● **Document section**:

Thousands of Thai anti-government protesters drove a convoy of cars and motorcycles through the capital of Bangkok on Tuesday, amid rising anger over the handling of the coronavirus pandemic by Prime Minister Prayuth Chan-ocha’s administration.
The protesters stopped outside buildings linked to cabinet members or supporters of Prayuth to make speeches and call for resignations, accusing the government of mismanaging the pandemic and abusing its power to silence critics.
“The government lacks the ability to manage the country, and only see the interests of the elite,” Benja Apan, a student activist, said in a statement read out from the top of a truck in Bangkok’s business district.
“If the situation remains like this then we can expect the country to face an unsurvivable disaster,” she said.
Hospitals have been pushed to the brink by the latest wave of cases and Thailand reported on Tuesday a record COVID-19 death toll of 235 – nearly four times as many as in the whole of last year.
Thailand’s youth-led protest movement appears to be regaining momentum after demonstrations last year attracted hundreds of thousands of people before a crackdown by authorities.
The protesters have also broken traditional taboos by demanding reform of the monarchy, risking prosecution under a lese majeste law that make insulting or defaming the king, queen, heir and regent punishable by up to 15 years in prison.
Last weekend, more than a thousand Thai anti-government protesters clashed with police.

● **Data block**:

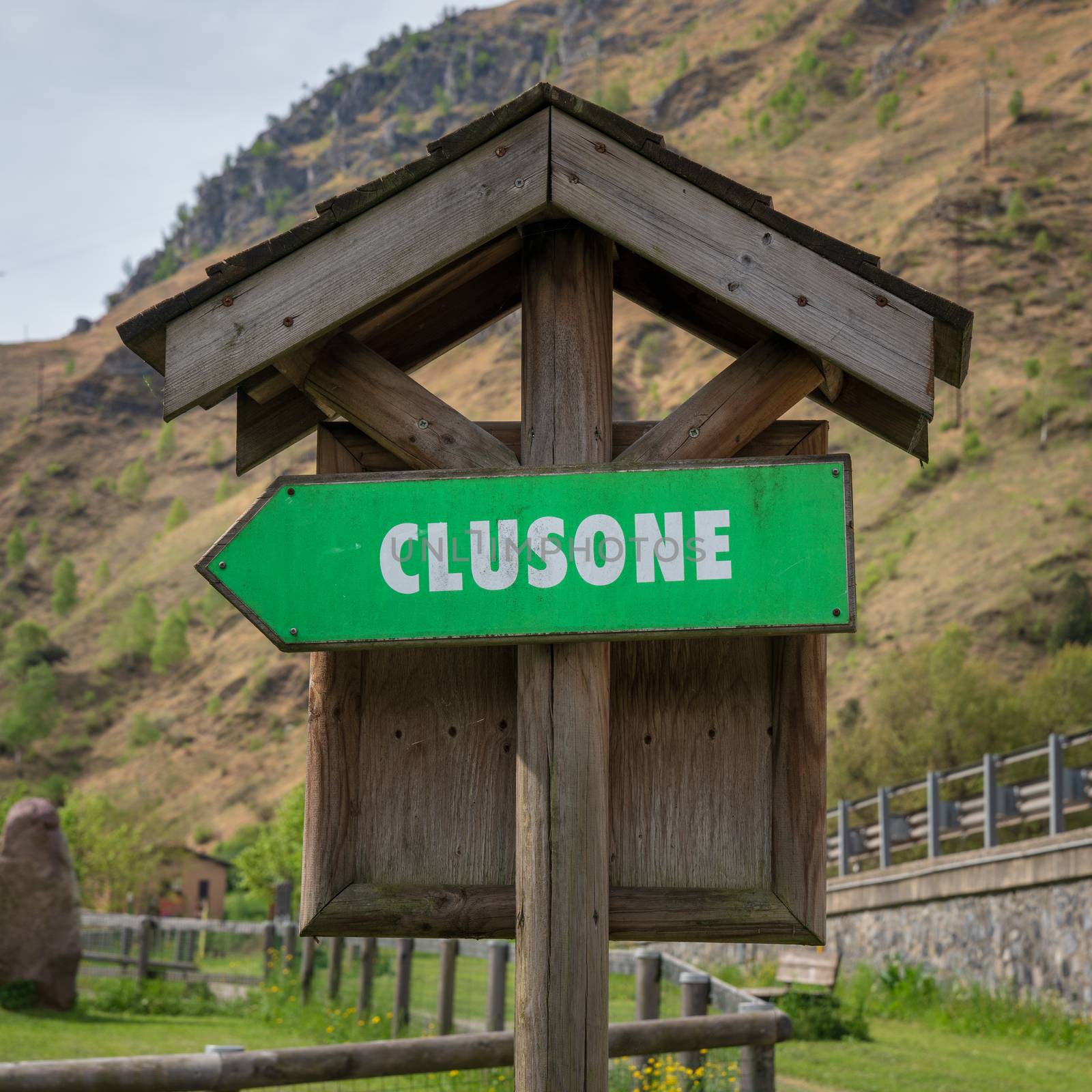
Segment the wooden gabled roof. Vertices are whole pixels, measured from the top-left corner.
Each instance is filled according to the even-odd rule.
[[[392,300],[427,299],[446,269],[548,216],[614,238],[616,290],[712,344],[738,353],[773,330],[833,361],[845,383],[833,400],[814,396],[915,454],[934,375],[954,385],[966,375],[970,311],[559,87],[538,84],[428,153],[118,328],[165,372],[167,418],[251,389],[272,364],[290,375],[309,348],[361,321],[375,334]],[[510,296],[511,278],[502,283]],[[515,306],[508,296],[483,297],[478,319]],[[420,321],[404,305],[402,316]],[[420,363],[418,353],[400,366]]]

● **Directions**:
#1 Please copy the Thai protest article from "Hospitals have been" to "crackdown by authorities." word for word.
#2 Write the next part of the article on the Thai anti-government protests, picking up after its last sentence.
You can ignore the material above.

● **Answers to the problems**:
#1
Hospitals have been pushed to the brink by the latest wave of cases and Thailand reported on Tuesday a record COVID-19 death toll of 235 – nearly four times as many as in the whole of last year.
Thailand’s youth-led protest movement appears to be regaining momentum after demonstrations last year attracted hundreds of thousands of people before a crackdown by authorities.

#2
The police warned on Tuesday that all public gatherings were currently illegal under COVID-19 emergency rules and vowed to take action against anyone taking part in protests.
“Legal action will be taken against those who campaign via social media outlets and those who take part in such a rally,” deputy police spokesman Kissana Phathanacharoen said.
Protest leaders who had spent time in jail over previous demonstrations and been released on bail have gone back into custody in recent days including Panupong “Mike Rayong” Jadnok, Jatupat “Pai” Boonpattararaksa and Parit “Penguin” Chiwarak.
Human rights lawyer Arnon Nampa also faced fresh lese majeste and other charges for a speech he made last week.
Media groups have accused the government of trying to crack down on criticism of its handling of the pandemic through an order to ban dissemination of “false messages” and distorted news. The government denied it was targeting media but the order has now been revoked after a court last week called it a breach of individual rights and freedom.